▸ Consigne à suivre
Prolongez l'extrait sur la décision du Président au sujet des motions du projet de loi C‑130 en reprenant juste après sa dernière phrase.

▸ Extrait du document
Recueil de décisions du Président John Fraser 1986 - 1994
Le processus législatif / Divers
Projets de loi d’intérêt public : dépôt à l’étape du rapport; recevabilité des amendements
Débats, p. 18306-18309
Contexte
Le 15 août 1988, au moment de la reprise du débat à l’étape du rapport du projet de loi C‑130 concernant l’Accord de libre-échange entre le Canada et les États-Unis, le Président rend sa décision finale au sujet du regroupement et du choix des motions à l’étape du rapport. À la suite de cette décision, qui porte sur 102 motions, l’hon. Lloyd Axworthy (Winnipeg—Fort Garry) invoque le Règlement au sujet de certaines motions. Il fait valoir que des amendements à l’annexe du projet de loi ont été autorisés par une décision antérieure en comité, alors que le Président vient de déclarer ce genre d’amendements irrecevables puisqu’ils visent à modifier l’Accord et non pas le projet de loi[1]. M. Steven Langdon (Essex—Windsor) invoque également le Règlement par la suite au sujet des motions nos 18 et 26 qu’on juge à tort, selon lui, irrecevables. Il prétend que la motion no 26, jugée irrecevable parce qu’elle a déjà été présentée en comité, doit être admise puisque, comme elle s’insère maintenant à un endroit différent du projet de loi, ce n’est plus le même amendement. Il prétend également que, bien qu’elle ait déjà été proposée en comité, la motion no 18 doit être admise parce qu’elle renferme un nouvel élément, et se demande si de légères modifications de forme changent l’objet des motions[2]. Le Président rend une décision sur le rappel au Règlement de M. Axworthy puis rend une nouvelle décision à la suite des commentaires de M. Langdon. Le texte intégral de la décision portait sur les 102 motions, y compris leur sélection et regroupement pour le débat ainsi que la marche à suivre pour les votes. Voici le texte de la décision touchant les motions déclarées non recevables.

▸ Données brutes
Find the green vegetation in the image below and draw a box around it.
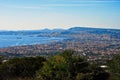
[108,55,120,80]
[0,50,120,80]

▸ Bonne réponse
Décision de la présidence
M. le Président : Avant que je communique la délicate décision sur les amendements, on m’informe qu’on en a distribué le texte dans les deux langues officielles. J’espère que c’est bien le cas. Nous sommes en mesure de le faire parce que nous avons eu quelques jours supplémentaires pour charger les traducteurs d’une tâche dont tous les députés doivent comprendre la difficulté. Les députés attendent sûrement de moi que je dise à nos traducteurs que nous sommes conscients de la tâche ardue que nous leur imposons et que nous leur sommes reconnaissants de tout ce qu’ils font pour nous.
Je suis maintenant prêt à rendre une décision finale sur les motions qui tendent à modifier le projet de loi C‑130, visant la mise en œuvre de l’Accord de libre-échange entre le Canada et les États-Unis d’Amérique.
Le Feuilleton des avis contient 102 motions qui tendent à modifier le projet de loi C‑130, Loi de mise en œuvre de l’Accord de libre-échange entre le Canada et les États-Unis. Comme le savent les honorables députés, j’ai rendu une décision préliminaire sur les trois premiers groupes vendredi dernier. Les députés me permettront, j’en suis sûr, de me prononcer sur toutes les motions dans cette décision finale parce que je voudrais qu’elle soit aussi complète que possible.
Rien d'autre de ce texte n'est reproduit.